- **Exercise aim**:
Retype the passage on the People's right to appeal from "Several cases have" up to and including "entrapment by estoppel.".

Several cases have recognized the right of the People to appeal from an order of dismissal following its announcement of inability to proceed where that decision is based on an adverse evidentiary ruling by the trial court. ( People v. Yarbrough (1991) 227 Cal.App.3d 1650, 1654 [suppression of in-court identification by victim]; People v. Dewberry (1974) 40 Cal.App.3d 175, 181-185 [same]; People v. Angeles (1985) 172 Cal.App.3d 1203, 1209-1211 [suppression of custodial statements]; People v. Mills (1985) 164 Cal.App.3d 652, 655 [suppression of results of Breathalyzer test].) But each of these cases involves a ruling excluding prosecution evidence. This case is different. Here, the ruling was to allow evidence by the defendant and to recognize the defense theory of entrapment by estoppel.

Of course, if the case against Chacon goes forward to trial, the entrapment by estoppel defense is allowed, and she is acquitted, the People could not appeal because jeopardy would have attached. This places the People in an impossible position because they could not have obtained appellate review to determine whether the defense of entrapment by estoppel is cognizable. ( People v. Superior Court (1968) 69 Cal.2d 491, 499 [Review of an alleged error may be sought by a petition for writ of mandate only when a trial court has acted in excess of its jurisdiction and the need for such review outweighs the risk of harassment of the accused. Mandate is not available to the prosecution for review of "'ordinary judicial error.' [Citation.]" ( People v. Superior Court (Stanley) (1979) 24 Cal.3d 622, 625-626)].)

Chacon relies on People v. Rawlings (1974) 42 Cal.App.3d 952 for the proposition that a pretrial evidentiary ruling may not be reviewed on a People's appeal. Rawlings involved the pretrial exclusion of prosecution evidence which led to dismissal of the case. The appellate court held the People could not appeal the pretrial ruling. Chacon's argument is based on a "'judicially created'" rule providing that "in limine rulings are not binding because the trial court has the power to reconsider, modify or set aside its order at any time prior to the submission of the cause." (People v. Yarbrough, supra, 227 Cal.App.3d at p. 1655.) Rawlings has not been followed on this point. (In re Ricardo C. (1995) 37 Cal.App.4th 431, 437 [declining to follow Rawlings and quoting Yarbrough, supra, 227 Cal.App.3d at p. 1654, for point that Rawlings confused reviewability with appealability].)

- **Raw records**:
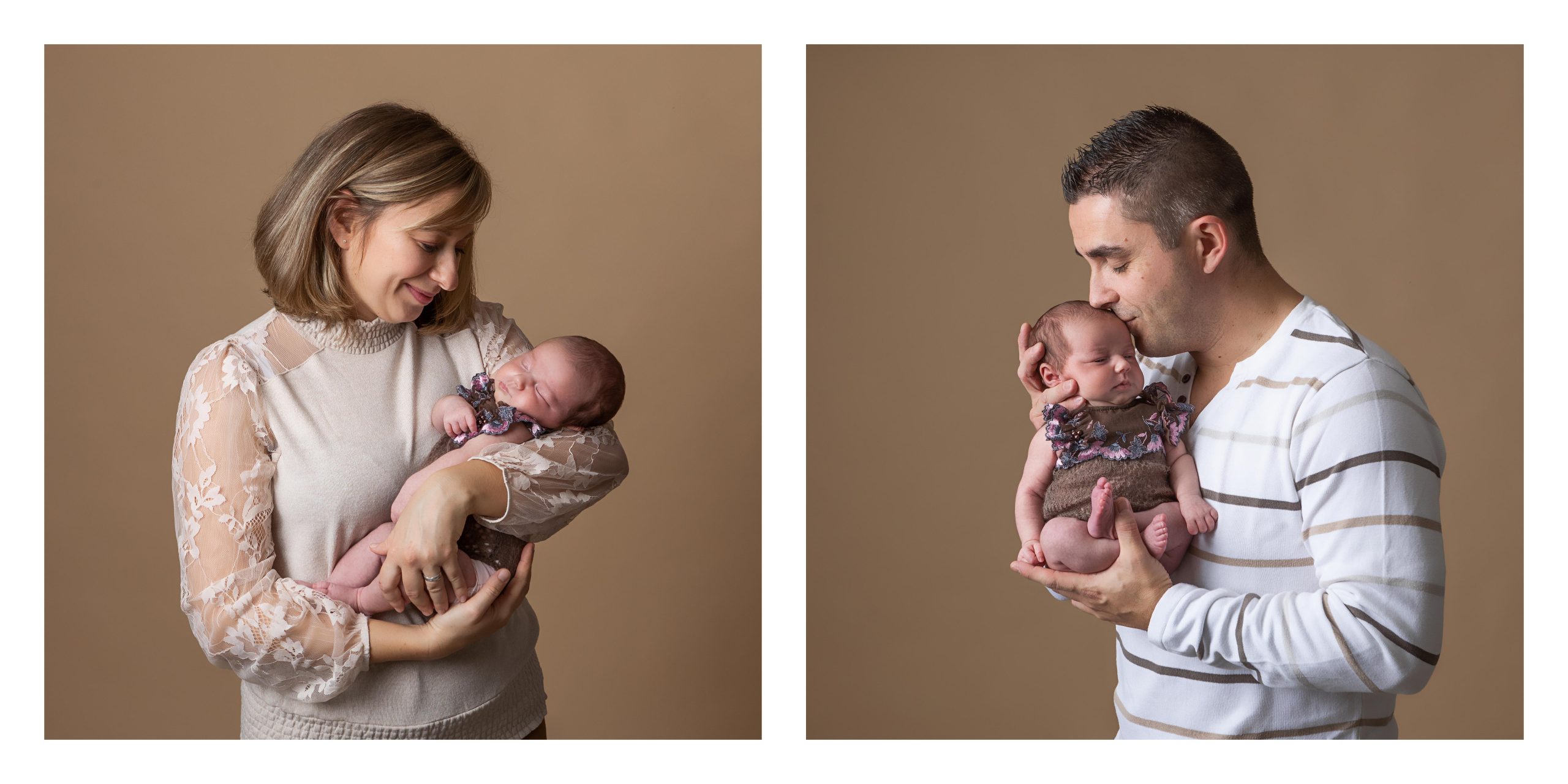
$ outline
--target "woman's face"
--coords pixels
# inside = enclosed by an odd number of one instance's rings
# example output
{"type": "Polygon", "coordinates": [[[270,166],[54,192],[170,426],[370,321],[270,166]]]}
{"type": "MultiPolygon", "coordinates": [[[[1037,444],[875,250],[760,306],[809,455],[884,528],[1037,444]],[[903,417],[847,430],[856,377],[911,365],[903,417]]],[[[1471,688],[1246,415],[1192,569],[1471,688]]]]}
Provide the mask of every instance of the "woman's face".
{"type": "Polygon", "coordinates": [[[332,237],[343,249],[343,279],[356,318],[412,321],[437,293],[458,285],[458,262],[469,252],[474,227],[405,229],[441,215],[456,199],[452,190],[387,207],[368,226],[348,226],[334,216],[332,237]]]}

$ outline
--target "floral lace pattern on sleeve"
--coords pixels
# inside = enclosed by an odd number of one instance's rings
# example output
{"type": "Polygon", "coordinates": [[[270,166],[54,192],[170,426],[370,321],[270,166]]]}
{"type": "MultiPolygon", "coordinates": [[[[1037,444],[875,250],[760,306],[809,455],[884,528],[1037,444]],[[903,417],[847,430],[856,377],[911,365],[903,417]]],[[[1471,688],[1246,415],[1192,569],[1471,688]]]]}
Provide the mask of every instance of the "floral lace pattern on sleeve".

- **Answer to the exercise**:
Several cases have recognized the right of the People to appeal from an order of dismissal following its announcement of inability to proceed where that decision is based on an adverse evidentiary ruling by the trial court. ( People v. Yarbrough (1991) 227 Cal.App.3d 1650, 1654 [suppression of in-court identification by victim]; People v. Dewberry (1974) 40 Cal.App.3d 175, 181-185 [same]; People v. Angeles (1985) 172 Cal.App.3d 1203, 1209-1211 [suppression of custodial statements]; People v. Mills (1985) 164 Cal.App.3d 652, 655 [suppression of results of Breathalyzer test].) But each of these cases involves a ruling excluding prosecution evidence. This case is different. Here, the ruling was to allow evidence by the defendant and to recognize the defense theory of entrapment by estoppel.